[BEGIN Page]

ILR seminar considers whether foreign apparel workers have right to organize

ITHACA, N.Y. -- More U.S. consumers are demanding that their brand-name sports sneakers, jeans and other apparel are manufactured in countries where workers are afforded basic rights. 

Concerned manufacturers have adopted social responsibility programs and codes of conduct for their overseas suppliers that can include the right of workers to organize and bargain collectively for better wages and working conditions -- often called "freedom of association" (FOA). But how well are those codes working? 

To get some answers, Cornell University's School of Industrial and Labor Relations (ILR) spearheaded a gathering in New York City May 23-25 of representatives from Nike, Levi's, Polo Ralph Lauren, Adidas-Solomon, Nordstrom, Jones Apparel and Nautica. They were joined by labor experts from the ILR School and elsewhere and officials from key labor-monitoring organizations, including the AFL-CIO, Human Rights Watch, Maquila Solidarity Network and American Rights at Work. 

Also around the table were "stakeholder" monitoring organizations, including the Fair Labor Association, Workers Rights Consortium, Social Accountability International, Amsterdam-based Clean Clothes Campaign and monitoring groups Verité, Intertek and Cal Safety Compliance. Key officials from the U.S. Department of Labor, Federal Mediation and Conciliation Service and the World Bank's International Finance Corp. brought perspectives from governmental and international organizations.

[END Page]

- **Job A**
List every apparel company or retailer that the ILR seminar article names as having sent representatives to the New York City gathering.
- **Job B**
Extend the ILR seminar article with a few more paragraphs, picking up after its final sentence.
The items that come after the ILR seminar article are separate material unrelated to it.

[BEGIN Data excerpts]

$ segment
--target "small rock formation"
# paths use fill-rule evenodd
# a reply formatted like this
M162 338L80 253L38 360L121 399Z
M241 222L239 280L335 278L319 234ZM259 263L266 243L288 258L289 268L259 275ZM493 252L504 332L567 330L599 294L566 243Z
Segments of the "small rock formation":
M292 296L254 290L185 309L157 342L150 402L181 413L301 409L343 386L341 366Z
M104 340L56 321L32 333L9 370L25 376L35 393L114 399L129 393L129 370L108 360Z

[END Data excerpts]

- **Exercise output A**
Nike, Levi's, Polo Ralph Lauren, Adidas-Solomon, Nordstrom, Jones Apparel, Nautica

- **Exercise output B**
"Monitoring for workers' organizing and bargaining rights presents challenges far different from monitoring for quantifiable things like child labor, safety standards and minimum wages," noted ILR Professor Sarosh Kuruvilla. "That's why we designed this first-ever seminar devoted solely to freedom of association under corporate codes." Kuruvilla said the seminar sought an agreed-on definition of FOA and to identify the knowledge and skills needed for effective monitoring. "We hope that effective monitoring can help make respect for workers' rights a normal business practice, not an occasional bright spot in an otherwise dismal landscape," he said.

"It's clear from the enthusiastic response of seminar participants that we're onto something important and that the ILR School has a unique capacity to bring such diverse groups together," said ILR senior lecturer Lance Compa, one of the faculty organizers. "Many participants told us that they felt more comfortable speaking freely about these issues in an academic setting provided by ILR. We didn't resolve every issue, but we made an important start toward freedom of association monitoring being 'getting it' instead of 'gotcha.'" 

The diversity of backgrounds and views of participants "made the seminar crackle with energy," said Compa. "With International Programs' research strengths on global labor issues and the ILR Extension Division's expertise in training, we are going to have many opportunities to build on this experience with more seminars of this kind, and new ones as well," he promised.

Kuruvilla and Compa were joined on the seminar faculty by ILR Global Labor Institute Director Sean Sweeney, ILR visiting assistant professor Mark Anner, Sandra Polaski of the Carnegie Endowment for International Peace, Scott Nova of the Workers Rights Consortium and Vic Thorpe from the Europe-based monitoring group Just Solutions Network.

An account of seminar proceedings will be posted on the ILR International Program's Web site at http://www.ilr.cornell.edu/international/ and will contain additional information on freedom of association in the global economy.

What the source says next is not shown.